## What is expected
For each entry below, please return its exact wording and leave out any picture.

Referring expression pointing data
<<<<

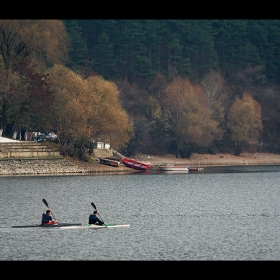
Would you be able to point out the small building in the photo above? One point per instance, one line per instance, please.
(97, 145)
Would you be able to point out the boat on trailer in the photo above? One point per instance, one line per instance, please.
(138, 165)
(173, 167)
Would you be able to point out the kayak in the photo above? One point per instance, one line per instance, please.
(69, 226)
(97, 226)
(60, 225)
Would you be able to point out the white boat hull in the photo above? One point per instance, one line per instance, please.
(177, 168)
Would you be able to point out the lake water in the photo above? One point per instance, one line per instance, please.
(221, 213)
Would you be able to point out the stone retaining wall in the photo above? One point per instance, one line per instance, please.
(38, 166)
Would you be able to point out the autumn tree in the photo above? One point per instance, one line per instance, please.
(244, 122)
(213, 90)
(85, 110)
(189, 120)
(22, 43)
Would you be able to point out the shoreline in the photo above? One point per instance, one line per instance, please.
(69, 166)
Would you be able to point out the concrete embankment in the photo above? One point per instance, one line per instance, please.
(39, 166)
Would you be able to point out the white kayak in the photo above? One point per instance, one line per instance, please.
(97, 226)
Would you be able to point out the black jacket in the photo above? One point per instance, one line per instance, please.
(46, 218)
(94, 220)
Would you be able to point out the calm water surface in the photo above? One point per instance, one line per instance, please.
(225, 213)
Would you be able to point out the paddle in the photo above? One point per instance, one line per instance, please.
(93, 205)
(46, 203)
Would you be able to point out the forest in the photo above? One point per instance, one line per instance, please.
(144, 86)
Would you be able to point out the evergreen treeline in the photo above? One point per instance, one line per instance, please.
(178, 86)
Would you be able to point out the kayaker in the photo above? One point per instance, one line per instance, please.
(93, 219)
(47, 218)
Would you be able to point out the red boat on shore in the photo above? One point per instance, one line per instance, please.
(144, 166)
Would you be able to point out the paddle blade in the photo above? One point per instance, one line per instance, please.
(45, 202)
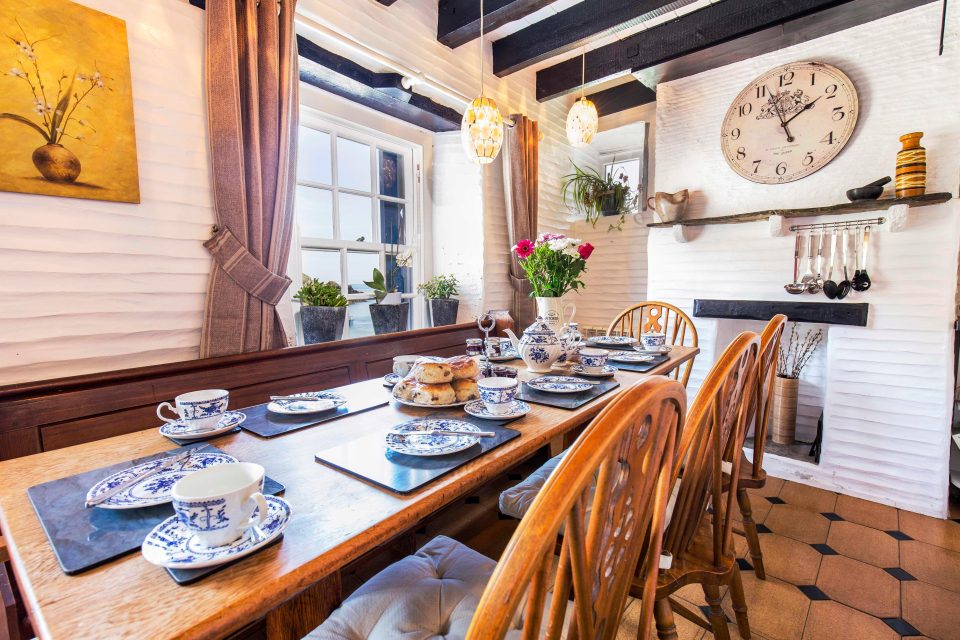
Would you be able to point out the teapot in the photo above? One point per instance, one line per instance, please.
(539, 347)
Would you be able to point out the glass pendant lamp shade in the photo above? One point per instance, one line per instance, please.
(482, 130)
(582, 122)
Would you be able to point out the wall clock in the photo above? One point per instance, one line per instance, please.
(789, 122)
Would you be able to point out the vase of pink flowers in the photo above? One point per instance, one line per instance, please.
(553, 265)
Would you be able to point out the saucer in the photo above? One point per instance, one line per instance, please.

>>>>

## Output
Would you be able to point out the small building in the photo above? One point per instance, one line per instance, please.
(97, 145)
Would you be able to point out the boat on trailer in the photo above? One point per instance, one line per instance, please.
(138, 165)
(173, 167)
Would you be able to point out the kayak in the photo above? One point per instance, one line per instance, please.
(69, 226)
(97, 226)
(60, 225)
Would you be able to point out the white boat hull in the photo above? One point per instance, one line per instance, please.
(177, 168)
Would you be able to point out the lake water in the photo above? One point per instance, one line per instance, please.
(221, 213)
Would you be able to point out the stone retaining wall in the photo above? One point per instance, one line per instance, please.
(38, 166)
Would you be able to point out the autumn tree in the photo above? One point per instance, one line per instance, please.
(244, 122)
(213, 90)
(85, 110)
(189, 120)
(22, 43)
Would you be able to point out the shoreline in the photo above? One point per instance, one line per instance, please.
(69, 166)
Would you be able to point out the concrete embankment in the photo above? One point per instance, one line per instance, please.
(39, 166)
Would you be able to point out the white kayak in the photo above? One point per instance, one line per instance, please.
(97, 226)
Would you be able to point out the black jacket in the photo above? One point per instance, one line per instance, please.
(46, 218)
(94, 220)
Would you be able to point out the calm water surface in the photo above? One point per instance, one line per instance, please.
(225, 213)
Would you be able to point out the paddle in the photo above? One point per instance, one line per instance, please.
(93, 205)
(46, 203)
Would you be able to point out the forest in the photo above? One point per instance, one line per instance, please.
(144, 86)
Would you be able to point out the evergreen treeline in the photo above? One point per instance, one line per instance, please.
(178, 86)
Would you be able to point out the kayaker in the photo above? One point per instance, one line per instance, please.
(93, 219)
(47, 218)
Would you be able to point out the red boat on shore in the photo above? One point per instance, one line per instance, please.
(144, 166)
Would you be able to point out the paddle blade in the photo above? One point per instance, one line per instance, please.
(45, 202)
Would you be able to point out the teapot in the photo above? One point per instance, one line per instance, please.
(539, 347)
Would you be able to point out the glass pendant lamp shade in the photo above? One point per instance, one line per instance, please.
(482, 130)
(582, 122)
Would you be able to point out the wall clock in the photo above? One point per instance, one line per instance, please.
(789, 122)
Would you be able to point out the vase of pink flowers in the photo above? One point per instance, one line per instance, please.
(553, 265)
Would you be able to point out the saucer in the photo above? One point per instance, one line per instance, please.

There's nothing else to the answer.